• Your objective: Rewrite every line of these entries, requests included, scaling each pixel coordinate in the answers by 0.45 and rounding to the nearest whole number, with halves rounded up. Leave the pictures out of your reply.

• Input:
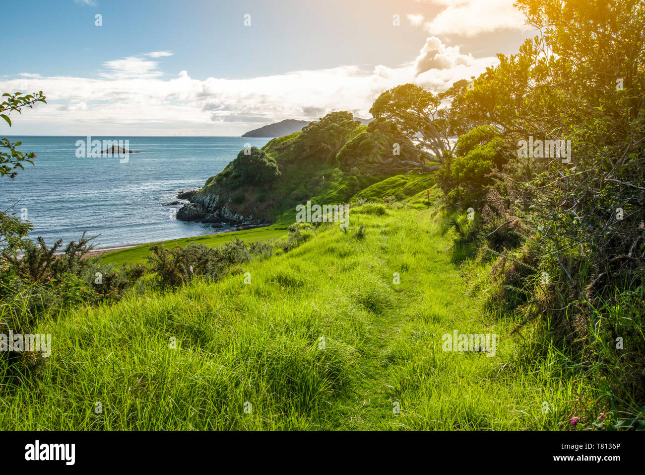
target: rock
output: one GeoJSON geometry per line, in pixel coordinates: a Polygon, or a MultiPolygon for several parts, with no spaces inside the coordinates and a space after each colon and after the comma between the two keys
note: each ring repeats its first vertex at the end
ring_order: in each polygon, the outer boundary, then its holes
{"type": "Polygon", "coordinates": [[[135,152],[132,150],[126,150],[123,147],[119,147],[119,145],[112,145],[112,147],[108,147],[103,152],[102,154],[105,154],[108,155],[116,155],[117,154],[123,153],[140,153],[139,152],[135,152]]]}
{"type": "Polygon", "coordinates": [[[198,221],[204,216],[204,208],[194,203],[184,204],[177,212],[177,218],[181,221],[198,221]]]}
{"type": "Polygon", "coordinates": [[[226,206],[217,195],[199,195],[193,196],[190,203],[182,206],[177,213],[177,218],[182,221],[197,221],[202,223],[224,222],[232,225],[257,226],[260,222],[251,216],[238,215],[226,206]]]}
{"type": "Polygon", "coordinates": [[[186,191],[180,191],[177,194],[177,197],[180,200],[190,200],[199,191],[198,189],[189,189],[186,191]]]}

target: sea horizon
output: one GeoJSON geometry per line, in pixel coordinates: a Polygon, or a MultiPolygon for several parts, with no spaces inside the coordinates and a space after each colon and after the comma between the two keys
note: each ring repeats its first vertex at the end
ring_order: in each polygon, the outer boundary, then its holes
{"type": "MultiPolygon", "coordinates": [[[[114,157],[79,158],[76,140],[87,135],[15,135],[37,156],[34,165],[0,187],[3,211],[12,207],[34,225],[30,238],[64,247],[84,231],[97,235],[97,249],[216,234],[236,229],[223,222],[186,222],[175,214],[185,200],[177,194],[201,188],[237,156],[246,143],[262,147],[270,138],[232,136],[118,136],[129,141],[121,163],[114,157]],[[179,202],[179,204],[177,204],[179,202]],[[175,204],[170,204],[175,203],[175,204]],[[220,227],[221,226],[221,227],[220,227]]],[[[115,136],[93,135],[97,140],[115,136]]]]}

• The completed task:
target: rock
output: one GeoJSON geometry per line, in pixel coordinates: a Polygon, or a MultiPolygon for several parts, with no spaces inside the coordinates and a space after each colon and after the comma between the two keys
note: each ring repeats its first vertex at the end
ring_order: in each polygon, the outer boundary, then its holes
{"type": "Polygon", "coordinates": [[[61,68],[59,68],[57,68],[55,66],[54,66],[54,65],[50,65],[50,66],[49,66],[46,68],[46,69],[47,69],[49,70],[52,70],[53,69],[55,69],[63,69],[63,68],[61,68]]]}
{"type": "Polygon", "coordinates": [[[89,99],[92,97],[92,94],[87,91],[83,92],[80,95],[80,98],[81,99],[89,99]]]}
{"type": "Polygon", "coordinates": [[[102,93],[98,88],[90,88],[87,88],[86,91],[82,93],[80,96],[80,98],[82,99],[89,99],[91,100],[101,100],[104,101],[116,102],[117,100],[113,97],[107,97],[102,93]]]}
{"type": "Polygon", "coordinates": [[[84,86],[81,86],[80,87],[80,89],[81,90],[86,90],[90,86],[89,85],[85,85],[84,86]]]}

target: sea horizon
output: one GeoJSON geometry per line, in pixel coordinates: a Polygon, or a MultiPolygon for several parts, with no spaces inside the coordinates and a space after each colon and after the comma between the two keys
note: each ring repeats its first vertex at the end
ring_order: in each polygon, the outer boundary, then its holes
{"type": "MultiPolygon", "coordinates": [[[[51,71],[36,71],[34,63],[39,61],[7,61],[17,70],[15,74],[0,84],[1,95],[5,93],[15,101],[14,107],[29,111],[38,104],[44,106],[44,112],[97,105],[106,103],[100,100],[84,100],[79,96],[83,90],[80,87],[90,85],[107,70],[111,64],[118,66],[122,62],[104,61],[53,61],[58,63],[54,73],[51,71]],[[81,91],[81,92],[80,92],[81,91]],[[79,92],[77,92],[79,91],[79,92]],[[99,102],[99,102],[99,102],[99,102]]],[[[52,61],[42,61],[44,63],[52,61]]]]}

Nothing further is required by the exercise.